DOCUMENT PASSAGE Start Marker
- This distributed denial-of-service (DDoS) attack is troubling internet service providers (ISP) by manipulating legitimate traffic.
- Dubbed as ‘Mongol’, the DDOS method injects code fragments into internet traffic to avoid being detected.
A unique DDoS method that unfolded years ago is making waves in the Internet world. Dubbed as Mongol, the threat’s mechanism involves injecting fragments of junk code into legitimate Internet traffic to avoid detection.
Security firm Nexusguard which captured Mongol’s activity in its report indicates that DDoS attacks are leaning on ISPs to meet their malicious gains. Ultimately, Mongol’s idea is to conduct an attack once enough IP addresses are infected.
ISPs under danger
Juniman Kasman, CTO for Nexusguard opines that Mongol can bring out large scale attacks by leveraging ISPs without even knowing them.
“Perpetrators are using smaller, bit-and-piece methods to inject junk into legitimate traffic, causing attacks to bypass detection rather than sounding alarms with large, obvious attack spikes. Diffused traffic can cause communications service providers to easily miss large-scale DDoS attacks in the making.” Kasman told ThreatPost.
DOCUMENT PASSAGE End Marker
INFORMATION SHOWN Start Marker
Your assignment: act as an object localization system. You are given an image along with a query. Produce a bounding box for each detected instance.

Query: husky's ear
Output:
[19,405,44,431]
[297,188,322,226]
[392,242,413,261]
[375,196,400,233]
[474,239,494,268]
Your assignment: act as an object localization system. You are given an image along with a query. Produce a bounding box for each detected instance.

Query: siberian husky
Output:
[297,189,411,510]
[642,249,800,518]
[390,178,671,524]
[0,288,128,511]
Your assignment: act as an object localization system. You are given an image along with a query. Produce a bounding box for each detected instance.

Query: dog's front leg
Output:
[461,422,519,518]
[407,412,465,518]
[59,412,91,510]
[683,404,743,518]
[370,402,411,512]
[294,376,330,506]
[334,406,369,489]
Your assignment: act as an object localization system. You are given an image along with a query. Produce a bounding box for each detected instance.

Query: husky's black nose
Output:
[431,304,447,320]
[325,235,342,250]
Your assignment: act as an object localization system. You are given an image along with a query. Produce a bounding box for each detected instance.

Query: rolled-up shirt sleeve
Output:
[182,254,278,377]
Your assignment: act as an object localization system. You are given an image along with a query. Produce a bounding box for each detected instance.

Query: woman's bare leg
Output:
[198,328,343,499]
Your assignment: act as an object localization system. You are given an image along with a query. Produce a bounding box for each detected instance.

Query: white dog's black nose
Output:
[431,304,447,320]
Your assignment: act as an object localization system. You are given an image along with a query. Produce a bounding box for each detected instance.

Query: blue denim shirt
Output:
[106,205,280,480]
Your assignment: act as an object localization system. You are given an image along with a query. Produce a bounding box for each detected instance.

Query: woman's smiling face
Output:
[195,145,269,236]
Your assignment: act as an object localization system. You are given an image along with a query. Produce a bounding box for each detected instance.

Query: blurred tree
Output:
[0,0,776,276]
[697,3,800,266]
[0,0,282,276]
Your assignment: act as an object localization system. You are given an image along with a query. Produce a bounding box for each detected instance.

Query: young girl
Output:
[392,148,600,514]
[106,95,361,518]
INFORMATION SHOWN End Marker
According to the Mongol DDoS article, what does the Mongol method inject into internet traffic to avoid detection? Answer using only the text about the Mongol DDoS method.

#### RESPONSE BOX
It injects fragments of junk code into legitimate internet traffic.